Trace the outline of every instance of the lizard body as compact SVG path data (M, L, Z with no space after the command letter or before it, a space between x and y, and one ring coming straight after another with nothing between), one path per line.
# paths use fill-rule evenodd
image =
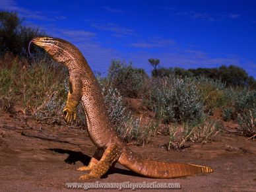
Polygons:
M100 177L115 162L139 174L154 178L172 178L213 172L208 167L158 162L133 152L115 131L97 80L80 51L71 43L59 38L35 38L32 42L44 48L54 60L68 69L69 90L63 110L68 123L76 118L76 108L79 101L82 101L88 135L98 149L89 165L78 169L90 171L80 179ZM103 154L100 151L103 151Z

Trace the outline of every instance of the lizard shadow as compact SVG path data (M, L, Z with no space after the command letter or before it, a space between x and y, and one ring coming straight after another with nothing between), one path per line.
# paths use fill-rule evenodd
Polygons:
M51 150L53 152L69 154L69 156L64 160L66 163L69 164L75 164L77 162L80 161L83 165L88 166L91 158L90 156L80 151L74 151L59 148L46 148L46 150ZM102 176L102 178L106 178L108 177L108 175L111 175L113 174L119 174L127 176L143 177L131 170L124 170L119 168L110 167L107 174Z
▬▬▬
TASK INSTRUCTIONS: Give every line of the rows above as a numbered list, leaving out blank lines and the pictures.

RESULT OF THIS TASK:
1. Trace the outline of every instance of the lizard body as compact SVG path data (M, L, Z with no space after the command letter or before it, a space between x and y, and one ring coming straight after another with nothing between), one path per line.
2. # paths use fill-rule evenodd
3. image =
4. Polygons:
5. M100 177L115 162L139 174L154 178L172 178L213 172L208 167L158 162L133 152L115 131L97 80L80 51L71 43L59 38L35 38L32 42L44 48L54 60L68 69L69 90L63 110L68 123L76 118L76 108L79 101L82 101L88 135L98 149L89 165L78 169L90 171L80 179ZM103 154L100 151L103 151Z
6. Trace the outline of every instance of the lizard shadow as compact SVG path data (M, L, Z with no space after the command letter or before it, a space between x and y, and one ring coming straight after another with nothing between), one path per line.
7. # paths use fill-rule evenodd
8. Polygons:
9. M51 150L53 152L69 154L69 156L64 160L66 163L69 164L75 164L77 162L80 161L83 165L88 166L91 158L90 156L80 151L74 151L59 148L46 148L46 150ZM102 176L102 178L106 178L108 177L108 175L111 175L113 174L119 174L127 176L143 177L131 170L124 170L119 168L110 167L107 174Z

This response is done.